* start Passage to read *
Armenian State Youth Orchestra, Khachaturian Hall

Schostakowitsch, Tschaikowsky

The first concert I ever attended in Yerevan was the Armenian State Youth Orchestra.  I had remembered that they were relatively good, compared with the adult Armenian Philharmonic, and tonight’s concert confirmed my recollection.

The Tschaikowsky Sixth Symphony allowed the orchestra to demonstrate its warm tones, which progressively heated up throughout.  The young conductor Sergey Smbatyan, who founded the orchestra in 2005 (when his father headed the Yerevan Conservatory), took the first two movements deliberately and probably too carefully, considering that the Orchestra could easily handle this music.  The third movement presto went to the other extreme, performed rather faster than normal, but at a pace that the Orchestra could keep.  The final movement brought everything together nicely.  Honestly, the adult orchestra does not manage to get this level of musicality, in tone, attack, and precision.  Smbatyan conducts without a baton, with his palms left open and facing downwards, almost as though he is petting the orchestra; yet his motions are clear and precise, and the Orchestra followed with no problem.  Currently based in London, Smbatyan has started to appear on more European orchestras’ radars.

The first half of the concert, offering Schostakowitsch’s First Violin Concerto, did not achieve the same level as the second half.  Smbatyan and the Orchestra tried, as did soloist Guy Braunstein, but something did not click.  Braunstein became the Berlin Philarmonic’s youngest-ever concertmaster in 2000 (when he was just 29) and retired at the end of last season in order to pursue a solo career.  During the two faster movements (second movement scherzo and fourth movement burlesque) he certainly demonstrated dexterity.  The slower movements (first movement nocturne and third movement passacaglia) did not offer him the same opportunities, and they emerged more workmanlike than thrilling, even though Schostakowitch’s typical chromatic games should have made them more fascinating.  The performance was not bad, and perhaps better than I had anticipated before the concert, until I discovered Braunstein’s bio during the intermission which caused me to re-evaluate.

I did not manage to find a program until the intermission (the students who were supposed to hand them out got lazy and stopped early, but they left the stash behind somewhere), so I got to listen to Braunstein before reading his biography.  As long as I thought he too was still a student (he certainly looked much younger than 42 – I am used to performers using old file photos for their program profiles but then looking older; seldom is it the other way around where the official photo makes the performer look older than in real life) I was more inclined to give him the benefit of the doubt; after reading his biography, I was left wondering what went wrong.

Perhaps it came from insufficient rehearsal with this orchestra and conductor, but this was something I could not observe.  Although I had an excellent seat and got a good listen (undisturbed by the audience, which was small but well-behaved), I actually saw very little.  The concert was being filmed for television, and two large cameras with cameramen filled the middle aisle and blocked my view of a good part of the stage.  Different spotlights than usual were left on throughout the concert to illuminate the room, but two of them above and behind the orchestra were unfortunately directed straight into my eyes, so I could not observe very much (I mostly had to keep my eyes closed and just listened).  This means I could not see the interaction between Braunstein and Smbatyan, which might have given me more clues.  I may try to get that seat again for future concerts, though, just for the acoustics (they do not normally film concerts, so the partly-obstructed and partly-blinded view will not often repeat).
* end Passage to read *
# Work required
According to the concert review, in what year did Sergey Smbatyan found the Armenian State Youth Orchestra?
* start Records *
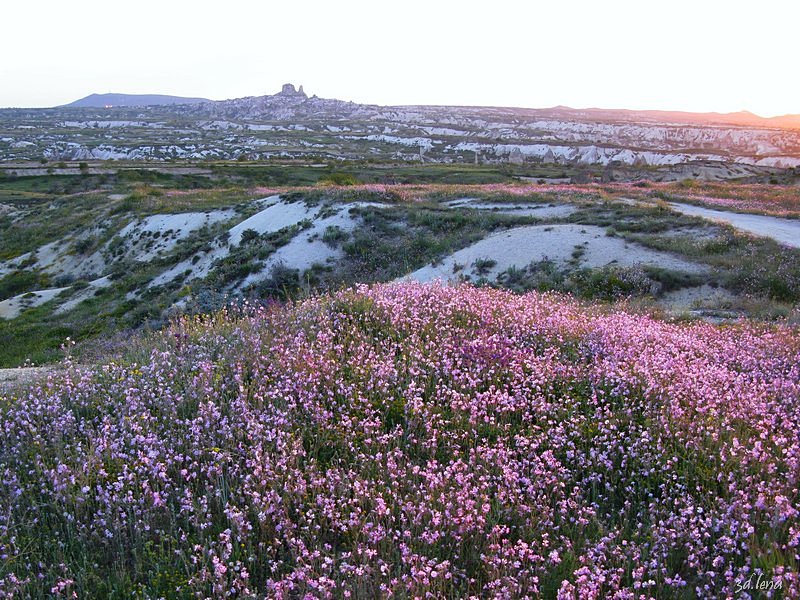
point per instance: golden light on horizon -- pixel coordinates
(691, 56)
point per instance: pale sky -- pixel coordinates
(697, 55)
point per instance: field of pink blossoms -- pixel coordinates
(412, 441)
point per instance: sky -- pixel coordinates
(698, 55)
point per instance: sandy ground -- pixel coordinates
(307, 247)
(274, 217)
(158, 234)
(11, 307)
(541, 211)
(83, 294)
(520, 246)
(785, 231)
(11, 379)
(699, 297)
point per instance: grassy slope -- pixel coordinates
(390, 243)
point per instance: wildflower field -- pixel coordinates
(411, 441)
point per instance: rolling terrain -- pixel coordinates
(292, 125)
(285, 346)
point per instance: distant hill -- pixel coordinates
(106, 100)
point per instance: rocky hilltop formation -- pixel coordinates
(292, 124)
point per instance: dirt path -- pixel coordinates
(784, 231)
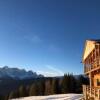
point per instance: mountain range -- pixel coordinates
(16, 73)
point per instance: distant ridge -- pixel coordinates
(16, 73)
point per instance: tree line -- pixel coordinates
(66, 84)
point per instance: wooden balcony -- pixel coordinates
(91, 67)
(91, 93)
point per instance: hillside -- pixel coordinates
(54, 97)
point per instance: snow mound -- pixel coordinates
(54, 97)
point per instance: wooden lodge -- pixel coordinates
(91, 61)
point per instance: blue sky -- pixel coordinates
(47, 36)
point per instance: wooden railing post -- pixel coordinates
(98, 94)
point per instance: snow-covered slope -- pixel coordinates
(54, 97)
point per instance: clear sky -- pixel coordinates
(47, 36)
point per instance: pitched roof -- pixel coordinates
(89, 46)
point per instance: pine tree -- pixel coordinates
(55, 86)
(48, 87)
(22, 91)
(33, 90)
(41, 86)
(12, 95)
(64, 84)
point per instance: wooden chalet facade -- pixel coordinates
(91, 61)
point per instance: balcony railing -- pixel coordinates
(95, 64)
(92, 92)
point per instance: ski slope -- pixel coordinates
(54, 97)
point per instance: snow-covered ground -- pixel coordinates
(54, 97)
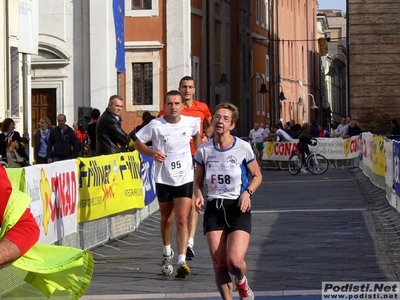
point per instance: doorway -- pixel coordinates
(44, 102)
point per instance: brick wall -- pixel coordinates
(374, 63)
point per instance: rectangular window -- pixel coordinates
(141, 4)
(142, 87)
(141, 8)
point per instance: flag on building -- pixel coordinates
(119, 14)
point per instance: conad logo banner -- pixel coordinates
(108, 185)
(331, 148)
(54, 192)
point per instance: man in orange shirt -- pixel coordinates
(200, 111)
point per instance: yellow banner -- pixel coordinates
(378, 156)
(108, 185)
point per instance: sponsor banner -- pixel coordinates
(396, 167)
(108, 185)
(331, 148)
(147, 175)
(360, 290)
(368, 145)
(378, 156)
(54, 191)
(388, 150)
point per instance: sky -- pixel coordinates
(335, 4)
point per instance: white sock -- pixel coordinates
(167, 250)
(181, 258)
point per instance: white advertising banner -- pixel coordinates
(54, 190)
(367, 148)
(28, 35)
(331, 148)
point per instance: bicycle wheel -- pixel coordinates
(294, 164)
(317, 164)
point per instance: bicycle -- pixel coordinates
(316, 163)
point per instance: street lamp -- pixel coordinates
(313, 105)
(224, 79)
(281, 96)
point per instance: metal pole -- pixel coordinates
(118, 83)
(25, 94)
(8, 89)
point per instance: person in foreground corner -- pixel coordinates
(224, 162)
(50, 268)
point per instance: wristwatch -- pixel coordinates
(250, 191)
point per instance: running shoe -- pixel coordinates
(245, 292)
(183, 270)
(166, 264)
(189, 253)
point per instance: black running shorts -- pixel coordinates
(224, 214)
(167, 193)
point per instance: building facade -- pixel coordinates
(374, 63)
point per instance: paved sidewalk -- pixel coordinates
(306, 229)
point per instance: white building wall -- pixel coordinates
(103, 74)
(56, 36)
(178, 15)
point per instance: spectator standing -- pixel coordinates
(81, 136)
(314, 129)
(11, 148)
(341, 130)
(200, 111)
(137, 128)
(323, 132)
(40, 138)
(91, 130)
(224, 162)
(171, 135)
(305, 139)
(110, 137)
(62, 143)
(257, 136)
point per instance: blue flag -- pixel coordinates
(119, 14)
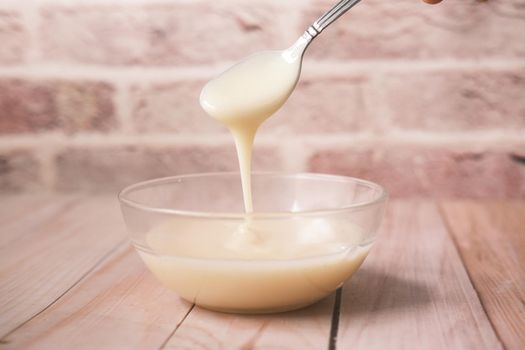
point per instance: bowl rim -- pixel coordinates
(381, 197)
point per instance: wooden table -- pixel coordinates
(443, 275)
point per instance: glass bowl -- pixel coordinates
(309, 233)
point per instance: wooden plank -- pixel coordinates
(491, 241)
(23, 214)
(118, 306)
(47, 254)
(413, 291)
(308, 328)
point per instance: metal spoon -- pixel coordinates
(296, 51)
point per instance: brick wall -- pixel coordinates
(428, 100)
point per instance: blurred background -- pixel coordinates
(427, 100)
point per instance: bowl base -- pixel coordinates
(267, 310)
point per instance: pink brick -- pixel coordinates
(324, 105)
(109, 168)
(85, 106)
(171, 107)
(181, 33)
(26, 106)
(408, 171)
(29, 106)
(19, 171)
(453, 101)
(13, 38)
(412, 29)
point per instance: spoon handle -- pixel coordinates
(329, 17)
(296, 51)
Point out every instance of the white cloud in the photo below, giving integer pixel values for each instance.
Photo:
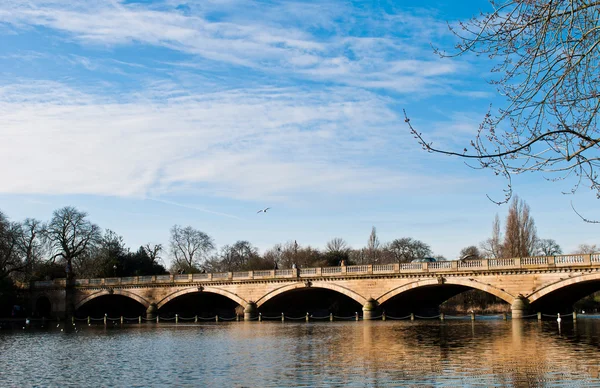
* end Records *
# Result
2005